WRITTEN TASK 1
Copy the passage on bitcoin as an investment word for word, between "Bitcoin has increasingly" and "during turbulent periods.", inclusive.
WRITTEN TASK 2
Write a continuation of the article on institutional interest in bitcoin, picking up right after its final sentence.

Bitcoin has increasingly been part of this public conversation as its fixed supply cap offers a compelling store of value proposition similar to how gold has traditionally been utilized in portfolios. Bitcoin, which is up 78% YTD to $12,800 with a market cap of $237 billion, has outperformed both Gold and the S&P 500 by significant margins year-to-date, proving its ability to perform well during turbulent periods.

One item which gained significant attention was famed hedge fund manager Paul Tudor Jones’ letter in May 2020, The Great Monetary Inflation, which discussed the current environment and advocated for Bitcoin as a compelling store of value investment and due to the broader digitization of currencies. Paul disclosed that his Tudor BVI funded adjusted its mandate to allow a low single digits % exposure in bitcoin futures. An excerpt from this letter:

“[bitcoin] falls into the category of a store of value and it has the added bonus of being semi-transactional in nature. The average Bitcoin transaction takes around 60 minutes to complete which makes it “near money.” It must compete with other stores of value such as financial assets, gold and fiat currency, and less liquid ones such as art, precious stones and land. The question facing every investor is, “What will be the winner in ten years’ time?” At the end of the day, the best profit-maximizing strategy is to own the fastest horse. Just own the best performer and not get wed to an intellectual side that might leave you weeping in the performance dust because you thought you were smarter than the market. If I am forced to forecast, my bet is it will be Bitcoin.”

Tudor is not alone. Renaissance Technologies, for example, one of the largest hedge funds in the world led by renowned quant investor Jim Simons, received SEC approval to trade bitcoin futures in March.

More recently, we have seen large corporates and financial firms announced large bitcoin positions as a core part of their holdings. MicroStrategy (NASDAQ:MSTR) bought $425 million of bitcoin from its balance sheet, Square purchased $50 million of bitcoin from its balance sheet, UK-listed Mode is putting up to 10% of its cash into bitcoin and Stone Ridge, a $10 billion asset management firm, disclosed a $115 million position in bitcoin managed by its partially-owned subsidiary NYDIG.

PayPal (which also owns Venmo) just announced a new feature allowing its 346 million users to buy, hold and sell cryptocurrencies, and by early 2021 will allow them to use crypto to shop at its 26 million retailers.

STORED DATA
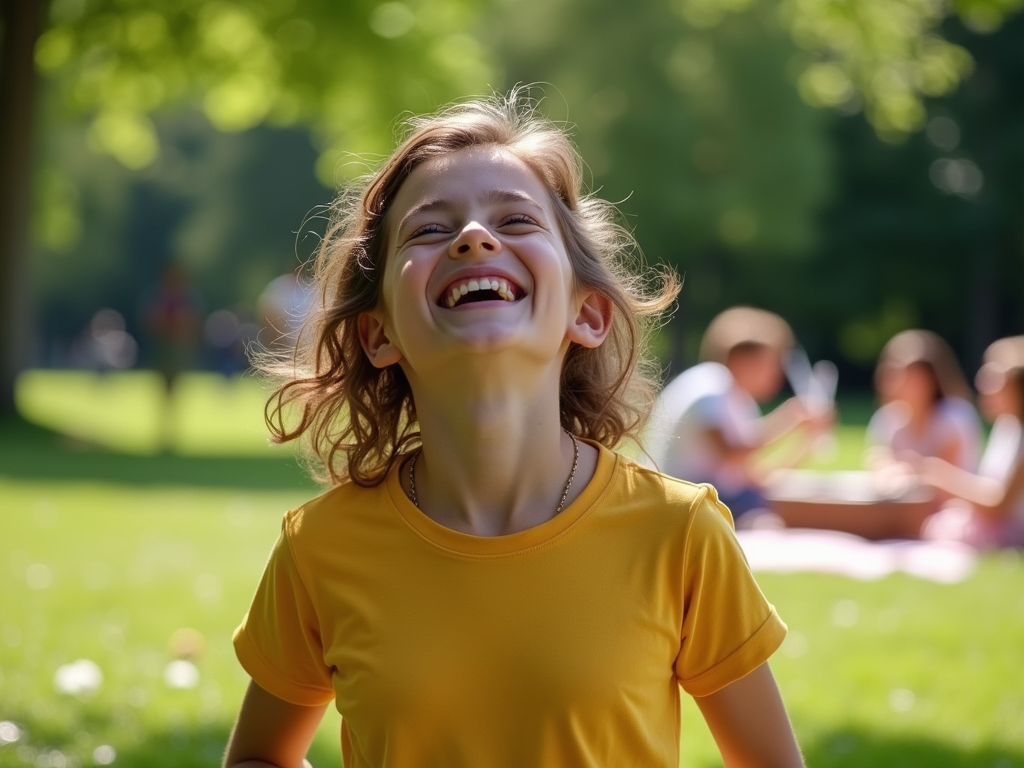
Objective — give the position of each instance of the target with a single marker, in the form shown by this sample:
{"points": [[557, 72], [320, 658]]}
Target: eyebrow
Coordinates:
{"points": [[492, 198]]}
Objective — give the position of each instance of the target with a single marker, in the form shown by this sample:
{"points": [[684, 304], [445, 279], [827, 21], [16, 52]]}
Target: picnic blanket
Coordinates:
{"points": [[794, 550]]}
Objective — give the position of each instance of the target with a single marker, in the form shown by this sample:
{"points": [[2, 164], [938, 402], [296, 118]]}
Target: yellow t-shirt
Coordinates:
{"points": [[561, 645]]}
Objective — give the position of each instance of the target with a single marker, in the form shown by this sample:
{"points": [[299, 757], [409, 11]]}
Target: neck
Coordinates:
{"points": [[495, 458]]}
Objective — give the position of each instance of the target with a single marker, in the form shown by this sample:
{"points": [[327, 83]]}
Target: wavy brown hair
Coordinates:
{"points": [[357, 419]]}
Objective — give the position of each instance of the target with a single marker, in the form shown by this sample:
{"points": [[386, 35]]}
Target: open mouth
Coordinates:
{"points": [[480, 289]]}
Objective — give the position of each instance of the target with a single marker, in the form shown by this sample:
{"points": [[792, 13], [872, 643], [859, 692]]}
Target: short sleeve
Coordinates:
{"points": [[279, 641], [729, 629]]}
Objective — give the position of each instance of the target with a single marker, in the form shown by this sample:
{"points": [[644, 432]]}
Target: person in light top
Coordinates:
{"points": [[485, 581], [926, 408], [987, 506], [708, 425]]}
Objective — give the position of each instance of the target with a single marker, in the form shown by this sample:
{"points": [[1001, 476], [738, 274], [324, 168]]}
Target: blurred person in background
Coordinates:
{"points": [[987, 508], [926, 410], [708, 426], [172, 313]]}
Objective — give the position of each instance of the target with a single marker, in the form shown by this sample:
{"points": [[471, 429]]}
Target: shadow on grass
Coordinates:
{"points": [[854, 749], [34, 453], [192, 747]]}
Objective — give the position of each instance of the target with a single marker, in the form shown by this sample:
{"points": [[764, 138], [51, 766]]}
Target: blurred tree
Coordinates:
{"points": [[344, 69], [884, 55], [20, 22], [698, 131], [696, 114]]}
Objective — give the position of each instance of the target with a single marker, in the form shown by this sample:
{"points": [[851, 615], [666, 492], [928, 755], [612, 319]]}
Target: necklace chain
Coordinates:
{"points": [[565, 492]]}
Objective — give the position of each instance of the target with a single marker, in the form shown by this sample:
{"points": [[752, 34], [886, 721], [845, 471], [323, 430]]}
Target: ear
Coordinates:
{"points": [[593, 322], [373, 336]]}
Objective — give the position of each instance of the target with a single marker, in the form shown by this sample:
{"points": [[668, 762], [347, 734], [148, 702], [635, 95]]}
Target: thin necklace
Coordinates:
{"points": [[565, 492]]}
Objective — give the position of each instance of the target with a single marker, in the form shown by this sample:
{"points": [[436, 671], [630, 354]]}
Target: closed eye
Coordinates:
{"points": [[520, 218], [427, 229]]}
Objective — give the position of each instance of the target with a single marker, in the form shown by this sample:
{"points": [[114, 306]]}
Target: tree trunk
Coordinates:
{"points": [[23, 22]]}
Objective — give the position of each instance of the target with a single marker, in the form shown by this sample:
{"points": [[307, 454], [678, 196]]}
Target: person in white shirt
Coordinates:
{"points": [[926, 408], [987, 509], [708, 426]]}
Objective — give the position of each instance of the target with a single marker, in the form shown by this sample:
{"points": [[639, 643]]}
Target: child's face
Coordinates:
{"points": [[474, 263]]}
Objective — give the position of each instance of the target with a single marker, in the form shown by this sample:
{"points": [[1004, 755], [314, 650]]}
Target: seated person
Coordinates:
{"points": [[925, 411], [707, 425], [987, 509]]}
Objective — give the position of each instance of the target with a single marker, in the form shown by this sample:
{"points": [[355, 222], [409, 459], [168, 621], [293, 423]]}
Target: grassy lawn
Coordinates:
{"points": [[112, 547]]}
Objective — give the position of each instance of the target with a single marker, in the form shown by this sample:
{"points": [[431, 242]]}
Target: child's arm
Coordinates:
{"points": [[750, 725], [270, 731]]}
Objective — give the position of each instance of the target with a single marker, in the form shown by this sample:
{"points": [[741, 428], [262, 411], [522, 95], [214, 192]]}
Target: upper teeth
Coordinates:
{"points": [[480, 284]]}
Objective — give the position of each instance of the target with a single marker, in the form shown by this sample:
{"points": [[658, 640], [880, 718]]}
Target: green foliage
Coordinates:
{"points": [[886, 55], [108, 556], [344, 69]]}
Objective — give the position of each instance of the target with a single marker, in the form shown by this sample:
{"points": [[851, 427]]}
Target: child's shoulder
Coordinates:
{"points": [[666, 497], [336, 507]]}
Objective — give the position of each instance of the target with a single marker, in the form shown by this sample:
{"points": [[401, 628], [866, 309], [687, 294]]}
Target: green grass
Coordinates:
{"points": [[105, 554]]}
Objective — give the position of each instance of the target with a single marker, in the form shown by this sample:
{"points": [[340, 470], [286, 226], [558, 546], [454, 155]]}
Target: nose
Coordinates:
{"points": [[474, 240]]}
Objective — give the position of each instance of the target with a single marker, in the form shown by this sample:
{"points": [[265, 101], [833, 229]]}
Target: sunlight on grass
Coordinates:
{"points": [[114, 576], [144, 582], [206, 415]]}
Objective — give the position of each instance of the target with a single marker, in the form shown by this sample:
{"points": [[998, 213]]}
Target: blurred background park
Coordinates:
{"points": [[856, 166]]}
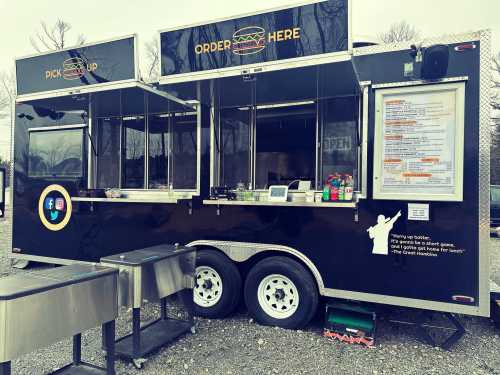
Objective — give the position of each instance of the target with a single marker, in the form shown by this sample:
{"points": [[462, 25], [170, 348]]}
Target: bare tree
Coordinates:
{"points": [[7, 92], [400, 32], [54, 37], [495, 97], [152, 60]]}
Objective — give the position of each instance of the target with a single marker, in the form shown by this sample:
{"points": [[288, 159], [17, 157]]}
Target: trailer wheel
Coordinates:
{"points": [[217, 286], [280, 292]]}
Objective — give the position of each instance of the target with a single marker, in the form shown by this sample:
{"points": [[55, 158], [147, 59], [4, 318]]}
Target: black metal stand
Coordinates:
{"points": [[81, 368], [424, 335], [78, 367], [149, 338]]}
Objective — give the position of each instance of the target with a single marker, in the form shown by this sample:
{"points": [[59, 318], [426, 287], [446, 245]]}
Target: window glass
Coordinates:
{"points": [[235, 146], [184, 145], [133, 152], [159, 145], [285, 145], [340, 137], [495, 195], [57, 153], [108, 152]]}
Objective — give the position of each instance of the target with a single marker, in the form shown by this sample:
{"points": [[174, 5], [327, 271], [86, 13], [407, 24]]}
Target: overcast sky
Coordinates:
{"points": [[103, 19]]}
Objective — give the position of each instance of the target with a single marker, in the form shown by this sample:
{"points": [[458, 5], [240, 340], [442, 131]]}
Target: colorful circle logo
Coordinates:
{"points": [[54, 207]]}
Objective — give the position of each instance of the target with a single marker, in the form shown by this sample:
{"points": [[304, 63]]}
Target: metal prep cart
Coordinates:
{"points": [[153, 274], [42, 308]]}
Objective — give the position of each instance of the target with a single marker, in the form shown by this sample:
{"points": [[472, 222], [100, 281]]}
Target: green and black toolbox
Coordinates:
{"points": [[350, 322]]}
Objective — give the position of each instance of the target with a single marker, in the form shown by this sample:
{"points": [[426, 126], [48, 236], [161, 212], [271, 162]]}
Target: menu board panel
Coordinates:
{"points": [[419, 143]]}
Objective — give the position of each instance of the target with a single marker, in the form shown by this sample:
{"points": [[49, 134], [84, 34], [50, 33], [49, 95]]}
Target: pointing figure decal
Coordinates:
{"points": [[380, 233]]}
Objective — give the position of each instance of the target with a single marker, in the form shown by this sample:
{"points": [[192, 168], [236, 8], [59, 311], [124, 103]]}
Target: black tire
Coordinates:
{"points": [[295, 272], [231, 284]]}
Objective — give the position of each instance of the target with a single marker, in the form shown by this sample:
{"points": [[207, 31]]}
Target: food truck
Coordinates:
{"points": [[298, 166]]}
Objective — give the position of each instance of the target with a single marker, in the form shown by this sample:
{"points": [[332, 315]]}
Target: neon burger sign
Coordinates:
{"points": [[248, 41]]}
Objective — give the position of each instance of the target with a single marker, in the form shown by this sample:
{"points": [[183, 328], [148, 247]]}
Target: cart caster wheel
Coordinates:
{"points": [[139, 363]]}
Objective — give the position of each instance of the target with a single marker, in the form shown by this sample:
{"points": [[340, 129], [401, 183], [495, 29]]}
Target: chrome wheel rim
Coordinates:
{"points": [[278, 296], [208, 287]]}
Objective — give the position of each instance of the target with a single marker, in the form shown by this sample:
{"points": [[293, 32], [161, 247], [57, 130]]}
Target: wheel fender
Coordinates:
{"points": [[242, 251]]}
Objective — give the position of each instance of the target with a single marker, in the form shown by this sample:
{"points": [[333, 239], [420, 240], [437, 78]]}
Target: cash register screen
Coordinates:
{"points": [[278, 193]]}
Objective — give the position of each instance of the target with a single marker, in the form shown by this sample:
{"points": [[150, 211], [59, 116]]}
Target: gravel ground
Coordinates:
{"points": [[239, 346]]}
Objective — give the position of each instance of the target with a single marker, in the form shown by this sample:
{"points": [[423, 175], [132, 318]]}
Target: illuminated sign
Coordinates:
{"points": [[88, 65], [248, 41], [73, 68], [303, 31]]}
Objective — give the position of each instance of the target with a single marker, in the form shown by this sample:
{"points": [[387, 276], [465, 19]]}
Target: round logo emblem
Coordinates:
{"points": [[54, 207]]}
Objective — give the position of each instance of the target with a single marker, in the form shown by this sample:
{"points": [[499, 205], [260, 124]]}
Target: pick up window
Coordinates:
{"points": [[56, 153]]}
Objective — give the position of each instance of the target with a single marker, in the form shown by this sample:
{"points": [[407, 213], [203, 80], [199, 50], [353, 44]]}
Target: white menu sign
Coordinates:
{"points": [[419, 143]]}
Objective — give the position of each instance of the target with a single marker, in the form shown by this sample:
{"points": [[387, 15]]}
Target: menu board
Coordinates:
{"points": [[419, 143]]}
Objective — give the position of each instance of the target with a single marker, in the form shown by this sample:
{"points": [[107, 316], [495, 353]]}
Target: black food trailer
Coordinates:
{"points": [[298, 166]]}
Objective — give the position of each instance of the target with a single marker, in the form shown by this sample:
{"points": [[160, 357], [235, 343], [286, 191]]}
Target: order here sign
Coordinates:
{"points": [[307, 30]]}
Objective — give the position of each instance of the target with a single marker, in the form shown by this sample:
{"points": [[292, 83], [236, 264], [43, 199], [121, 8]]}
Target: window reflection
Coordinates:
{"points": [[133, 152], [159, 145], [340, 137], [235, 146], [285, 145], [108, 152], [184, 146], [56, 153]]}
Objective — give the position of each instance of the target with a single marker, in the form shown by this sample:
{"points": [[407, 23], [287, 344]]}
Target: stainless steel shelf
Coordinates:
{"points": [[280, 204], [125, 200]]}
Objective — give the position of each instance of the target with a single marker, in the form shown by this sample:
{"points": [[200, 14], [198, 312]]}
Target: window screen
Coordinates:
{"points": [[235, 146], [285, 145], [184, 146], [56, 153], [159, 150], [339, 149], [133, 152], [108, 152]]}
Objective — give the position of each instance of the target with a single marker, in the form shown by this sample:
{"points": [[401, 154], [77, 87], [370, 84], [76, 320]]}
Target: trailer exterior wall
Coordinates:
{"points": [[329, 238]]}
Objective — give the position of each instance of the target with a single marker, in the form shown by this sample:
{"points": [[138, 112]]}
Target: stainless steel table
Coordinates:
{"points": [[153, 274], [41, 308]]}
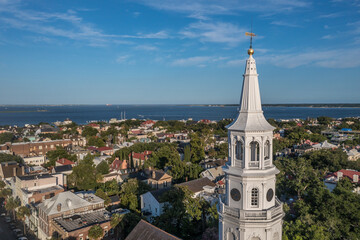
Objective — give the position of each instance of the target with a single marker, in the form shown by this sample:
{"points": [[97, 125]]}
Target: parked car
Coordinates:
{"points": [[19, 234], [12, 226]]}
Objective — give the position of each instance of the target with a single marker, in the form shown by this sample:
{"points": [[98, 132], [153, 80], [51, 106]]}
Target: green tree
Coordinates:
{"points": [[8, 158], [184, 211], [187, 153], [84, 176], [11, 205], [59, 153], [102, 167], [6, 137], [130, 193], [96, 232], [101, 194], [89, 132], [197, 149], [22, 213], [95, 141]]}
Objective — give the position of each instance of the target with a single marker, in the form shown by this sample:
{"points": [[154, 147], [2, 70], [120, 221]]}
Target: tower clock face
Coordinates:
{"points": [[235, 194], [269, 194]]}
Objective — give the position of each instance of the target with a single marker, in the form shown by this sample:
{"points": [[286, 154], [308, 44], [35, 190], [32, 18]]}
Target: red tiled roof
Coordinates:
{"points": [[64, 161], [100, 149], [148, 122], [346, 173], [141, 156]]}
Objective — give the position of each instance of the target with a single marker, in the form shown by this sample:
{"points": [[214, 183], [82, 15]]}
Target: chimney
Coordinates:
{"points": [[339, 175], [356, 178], [58, 207]]}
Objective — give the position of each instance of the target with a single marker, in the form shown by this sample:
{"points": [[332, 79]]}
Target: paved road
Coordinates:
{"points": [[5, 232]]}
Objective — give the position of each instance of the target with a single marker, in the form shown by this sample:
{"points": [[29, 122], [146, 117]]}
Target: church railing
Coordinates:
{"points": [[252, 214], [254, 164], [267, 163]]}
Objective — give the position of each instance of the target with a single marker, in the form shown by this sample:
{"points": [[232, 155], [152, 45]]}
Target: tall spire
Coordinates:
{"points": [[251, 114]]}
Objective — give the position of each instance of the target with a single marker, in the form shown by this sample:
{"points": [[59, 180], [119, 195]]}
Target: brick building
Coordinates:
{"points": [[59, 214], [30, 149]]}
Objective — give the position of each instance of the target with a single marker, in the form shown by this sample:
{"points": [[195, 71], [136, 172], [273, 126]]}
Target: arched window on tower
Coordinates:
{"points": [[255, 151], [254, 197], [238, 150], [267, 150]]}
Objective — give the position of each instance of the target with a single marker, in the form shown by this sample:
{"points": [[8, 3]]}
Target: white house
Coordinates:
{"points": [[151, 203], [212, 173]]}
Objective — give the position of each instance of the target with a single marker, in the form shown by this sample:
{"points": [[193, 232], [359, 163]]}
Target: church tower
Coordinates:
{"points": [[249, 209]]}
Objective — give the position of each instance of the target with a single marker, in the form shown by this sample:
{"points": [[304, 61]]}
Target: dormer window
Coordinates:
{"points": [[238, 150], [254, 146], [267, 150]]}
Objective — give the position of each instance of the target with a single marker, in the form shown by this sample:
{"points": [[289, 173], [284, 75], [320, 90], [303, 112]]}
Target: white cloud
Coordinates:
{"points": [[217, 32], [327, 37], [198, 61], [146, 47], [200, 9], [191, 61], [285, 24], [332, 15], [122, 59], [338, 58], [66, 25]]}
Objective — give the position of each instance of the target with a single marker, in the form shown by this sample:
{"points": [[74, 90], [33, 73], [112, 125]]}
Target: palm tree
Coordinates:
{"points": [[12, 204], [95, 232], [22, 213], [116, 223]]}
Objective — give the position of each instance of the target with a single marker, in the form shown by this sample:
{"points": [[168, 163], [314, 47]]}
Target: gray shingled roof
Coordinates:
{"points": [[197, 185], [146, 231]]}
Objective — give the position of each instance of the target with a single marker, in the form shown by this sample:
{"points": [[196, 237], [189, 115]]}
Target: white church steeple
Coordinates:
{"points": [[249, 208]]}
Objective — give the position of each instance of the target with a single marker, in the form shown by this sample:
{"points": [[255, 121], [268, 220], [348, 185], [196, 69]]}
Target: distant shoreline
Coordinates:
{"points": [[333, 105], [310, 105]]}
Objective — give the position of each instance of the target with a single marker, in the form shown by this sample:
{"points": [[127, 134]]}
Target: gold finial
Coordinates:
{"points": [[251, 50]]}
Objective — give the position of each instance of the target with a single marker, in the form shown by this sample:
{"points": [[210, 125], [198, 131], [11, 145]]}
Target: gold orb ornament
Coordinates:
{"points": [[251, 51]]}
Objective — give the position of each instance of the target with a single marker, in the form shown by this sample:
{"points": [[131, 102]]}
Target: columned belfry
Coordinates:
{"points": [[249, 209]]}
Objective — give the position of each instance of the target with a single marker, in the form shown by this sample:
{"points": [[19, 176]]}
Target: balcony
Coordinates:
{"points": [[254, 164], [251, 214]]}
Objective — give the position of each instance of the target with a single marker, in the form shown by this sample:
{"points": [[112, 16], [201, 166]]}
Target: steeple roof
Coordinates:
{"points": [[250, 117]]}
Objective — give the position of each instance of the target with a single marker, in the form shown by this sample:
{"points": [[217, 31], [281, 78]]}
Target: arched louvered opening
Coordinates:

EXPECTED OUTPUT 1
Bitcoin has increasingly been part of this public conversation as its fixed supply cap offers a compelling store of value proposition similar to how gold has traditionally been utilized in portfolios. Bitcoin, which is up 78% YTD to $12,800 with a market cap of $237 billion, has outperformed both Gold and the S&P 500 by significant margins year-to-date, proving its ability to perform well during turbulent periods.

EXPECTED OUTPUT 2
I expect the type of mainstream activity around bitcoin described above to accelerate over the next 2–3 years.

Financial Infrastructure & Market Structure Becoming More Institutional

After years of serving primarily retail and industry-focused clients, the financial infrastructure around bitcoin and crypto has matured and is increasingly of institutional quality. Key market functions have been built by talented teams with significant financial services experience, replicating systems and processes from the traditional finance world that large investors and institutions are comfortable with. Many of these startups have seen incredible growth this year.

New products are thriving such as options, futures and other derivatives which are important pieces of mature financial markets. Other areas such as prime brokerage and market making continue to scale, offering improved services, pricing, and execution. Asset management firms are growing and offering higher quality products. For example, as shown below, BTC options have seen strong growth this year, with new entrants such as CME finally taking some market share from Derebit, as have Grayscale’s listed single asset Bitcoin and Ethereum trusts (tickers GBTC and ETHE, respectively).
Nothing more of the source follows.